Text provided
"""
[RFC PATCH] Make fake profile average depth come out right

Mon Nov 4 03:54:20 UTC 2013

On 04 November, 2013 - Anton Lundin wrote:

> On 03 November, 2013 - Linus Torvalds wrote:
> 
> > On Sun, Nov 3, 2013 at 2:44 PM, Anton Lundin <glance at acc.umu.se> wrote:
> > >> +/*
> > >> + * Good fake dive profiles are hard.
> > >> + *
> > >> + * "depthtime" is the integral of the dive depth over
> > >> + * time ("area" of the dive profile). We want that
> > >> + * area to match the average depth (avg_d*max_t).
> > >> + *
> > >> + * To do that, we generate a 6-point profile:
> > >> + *
> > >> + *  (0, 0)
> > >> + *  (t0, max_d)
> > >> + *  (t1, max_d)
> > >> + *  (t2, d)
> > >> + *  (t3, d)
> > >> + *  (max_t, 0)
> > >
> > > Hmm.. These ones should be t1 to t4, not t0 to t3?
> > 
> > Yes.
> > 
> > >> + * That six-point profile gives a total area of:
> > >> + *
> > >> + *   (max_d*max_t) - (max_d*t1) - (max_d-d)*(t4-t3)
> > >
> > > Why do you care about the max_d*t1 part? Isn't that just the accent
> > > slope? There should be more factors there if we should care about all
> > > the accent slopes in that formula.
> > 
> > Heh. Draw it out. Yes, you can make the formula much more complex like
> > yours is, but by selecting the shapes right, you get the much simpler
> > one.
> > 
> > The max_t*t1 is twice the area of the triangle generated by the
> > descent, yes. But because the ascent has the same shape, you can
> > actually find the *same* triangle on the ascent path. And then the
> > only remaining shape to subtract from the "big rectangle" is the time
> > we spend at depth "d" (which is a rectangle of size
> > "(t4-t3)*(max_d*d)").
> > 
> 
> Ah. It was the tricky part about using the same accent and decent speed
> that i didn't get.
> 
> Then everything makes sense again.
> 
> But i still thinks that your formula is missing a (max_d-d)*(max_t-t4)
> factor. Its not a big one, but its still one.

Stupid me. Its there, it was just i who missed it.

Ok, then i'm happy with the math in this one.

We should fix the comment with the t0..t3 vs. t1..t4. We should probably
add a explanatory comment that explains just points out that with the 
same accent/decent speed this is true:

(max_d*t1) == (max_d*t1*0.5) + (max_d-d)*(t3-t2)*0.5 +
              d*(max_t-t4)*0.5 + (max_d-d)*(max_t-t4)
"""
Input material
"""
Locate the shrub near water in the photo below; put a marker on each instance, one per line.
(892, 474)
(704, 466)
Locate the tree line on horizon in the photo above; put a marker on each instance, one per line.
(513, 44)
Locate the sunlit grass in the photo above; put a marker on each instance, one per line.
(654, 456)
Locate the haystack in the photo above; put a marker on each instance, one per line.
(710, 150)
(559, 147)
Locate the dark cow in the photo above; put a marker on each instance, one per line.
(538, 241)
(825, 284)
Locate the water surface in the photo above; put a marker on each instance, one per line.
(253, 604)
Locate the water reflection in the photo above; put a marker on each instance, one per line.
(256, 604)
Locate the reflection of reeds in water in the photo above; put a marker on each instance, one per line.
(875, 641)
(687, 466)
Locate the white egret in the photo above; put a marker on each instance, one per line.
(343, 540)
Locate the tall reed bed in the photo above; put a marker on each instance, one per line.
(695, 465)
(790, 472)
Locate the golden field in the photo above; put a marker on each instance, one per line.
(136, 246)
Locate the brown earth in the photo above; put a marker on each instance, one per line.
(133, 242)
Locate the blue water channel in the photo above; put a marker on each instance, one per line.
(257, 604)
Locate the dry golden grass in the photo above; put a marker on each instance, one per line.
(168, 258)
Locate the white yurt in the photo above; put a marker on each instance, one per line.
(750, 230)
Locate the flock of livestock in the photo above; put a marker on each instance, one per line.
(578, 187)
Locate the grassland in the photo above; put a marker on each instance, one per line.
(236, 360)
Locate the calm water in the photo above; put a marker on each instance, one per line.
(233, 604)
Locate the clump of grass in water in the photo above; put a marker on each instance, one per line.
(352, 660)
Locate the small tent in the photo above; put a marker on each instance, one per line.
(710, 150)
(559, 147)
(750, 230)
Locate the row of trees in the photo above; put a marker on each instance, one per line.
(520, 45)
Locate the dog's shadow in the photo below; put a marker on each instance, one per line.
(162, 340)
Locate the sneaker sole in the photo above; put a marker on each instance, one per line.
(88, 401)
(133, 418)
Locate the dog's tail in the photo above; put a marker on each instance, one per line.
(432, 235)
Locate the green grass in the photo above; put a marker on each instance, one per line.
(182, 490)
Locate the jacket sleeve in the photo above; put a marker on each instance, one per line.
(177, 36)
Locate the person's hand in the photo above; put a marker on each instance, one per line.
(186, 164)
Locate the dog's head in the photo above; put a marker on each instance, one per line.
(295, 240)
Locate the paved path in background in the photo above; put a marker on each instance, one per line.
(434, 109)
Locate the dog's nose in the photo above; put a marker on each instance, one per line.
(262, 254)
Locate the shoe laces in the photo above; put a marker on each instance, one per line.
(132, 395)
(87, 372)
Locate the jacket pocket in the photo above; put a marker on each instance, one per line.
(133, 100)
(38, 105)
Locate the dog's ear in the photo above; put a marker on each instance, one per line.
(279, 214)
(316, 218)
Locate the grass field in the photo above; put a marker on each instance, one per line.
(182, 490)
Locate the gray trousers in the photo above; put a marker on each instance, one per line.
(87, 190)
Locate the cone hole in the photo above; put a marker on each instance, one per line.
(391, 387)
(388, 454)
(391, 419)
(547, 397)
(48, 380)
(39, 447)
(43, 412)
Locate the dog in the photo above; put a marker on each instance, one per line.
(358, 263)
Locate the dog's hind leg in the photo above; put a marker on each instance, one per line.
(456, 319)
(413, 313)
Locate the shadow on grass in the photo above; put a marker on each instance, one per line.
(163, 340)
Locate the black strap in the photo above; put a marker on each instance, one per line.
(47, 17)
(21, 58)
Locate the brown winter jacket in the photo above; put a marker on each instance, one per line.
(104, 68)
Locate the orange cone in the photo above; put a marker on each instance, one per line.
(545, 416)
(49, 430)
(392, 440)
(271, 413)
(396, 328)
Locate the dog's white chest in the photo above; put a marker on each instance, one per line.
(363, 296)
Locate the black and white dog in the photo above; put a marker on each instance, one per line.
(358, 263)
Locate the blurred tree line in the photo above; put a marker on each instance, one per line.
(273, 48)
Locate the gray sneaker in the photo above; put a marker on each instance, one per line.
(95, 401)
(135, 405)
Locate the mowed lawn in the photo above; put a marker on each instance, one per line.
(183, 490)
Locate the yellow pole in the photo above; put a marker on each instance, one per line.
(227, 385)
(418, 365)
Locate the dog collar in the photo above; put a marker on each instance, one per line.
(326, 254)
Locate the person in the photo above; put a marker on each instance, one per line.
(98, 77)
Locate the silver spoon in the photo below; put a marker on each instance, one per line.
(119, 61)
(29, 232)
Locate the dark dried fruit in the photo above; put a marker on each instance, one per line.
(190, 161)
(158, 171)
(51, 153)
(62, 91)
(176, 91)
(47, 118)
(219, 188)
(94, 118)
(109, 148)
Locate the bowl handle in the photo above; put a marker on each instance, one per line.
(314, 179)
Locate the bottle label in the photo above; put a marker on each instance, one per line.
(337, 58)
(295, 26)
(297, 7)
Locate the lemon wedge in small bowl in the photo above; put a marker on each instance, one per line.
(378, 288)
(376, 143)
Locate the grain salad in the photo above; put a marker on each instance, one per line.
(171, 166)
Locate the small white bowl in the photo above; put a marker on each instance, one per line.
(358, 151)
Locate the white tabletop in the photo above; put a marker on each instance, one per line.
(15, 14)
"""
Short exercise 1
Gather every line of the listing that contains the word "brown".
Short exercise 2
Go on with the discussion of fake dive profile depth, starting after its final line.
The listing is unrelated to the thread on fake dive profiles.

Final answer 1
Locate the brown earth in the photo above; put a marker on each instance, one per line.
Locate the brown winter jacket in the photo above; put a marker on each instance, one per line.

Final answer 2
And
t1 = t3-t2 + max_t-t4

So that no one else needs to get confused by this =)

So for what its worth:

Reviewed-by: Anton Lundin <glance at acc.umu.se>

//Anton

> 
> > > Shouldn't the whole thing look something more like:
> > > (max_d*max_t) - (max_d*t1*0.5) - (max_d-d)*(t3-t2)*0.5
> > > - (max_d-d)*(t4-t3) - d*(max_t-t4)*0.5 - (max_d-d)*(max_t-t4)
> > 
> > Simplify it. You should get to the exact same answer. In particular,
> > the same slope part:
> > 
> > >> + * And the "same ascent/descent rates" requirement
> > >> + * gives us (time per depth must be same):
> > >> + *
> > >> + *   t1 / max_d = (t3-t2) / (max_d-d)
> > >> + *   t1 / max_d = (max_t-t4) / d
> > 
> > can be used to simplify your complex expression to my simple one.
> > Except I didn't do it that way, it's easier to do by just partitioning
> > the shape to begin with and noticing that the (two) triangles that
> > happen at ascent (first from d_max to d, and then from d to 0) fit
> > with the triangle at descent.
> > 
> > > The rest looks sane based on those assumptions, but i can't really
> > > figure out why you care about the (max_d*t1) part.
> > 
> > Your equation had it too, look at it. You just had the first obvious
> > triangle (the "(max_d*t1*0.5)" in your equation), it's just that your
> > other terms end up adding up to another triangle, and the sum of those
> > is my "max_d*t1".
> > 
> > And no, I didn't actually do the simplification, and I didn't check
> > that your more complex expression is correct.. But I'm pretty sure my
> > simpler one *is* correct, though.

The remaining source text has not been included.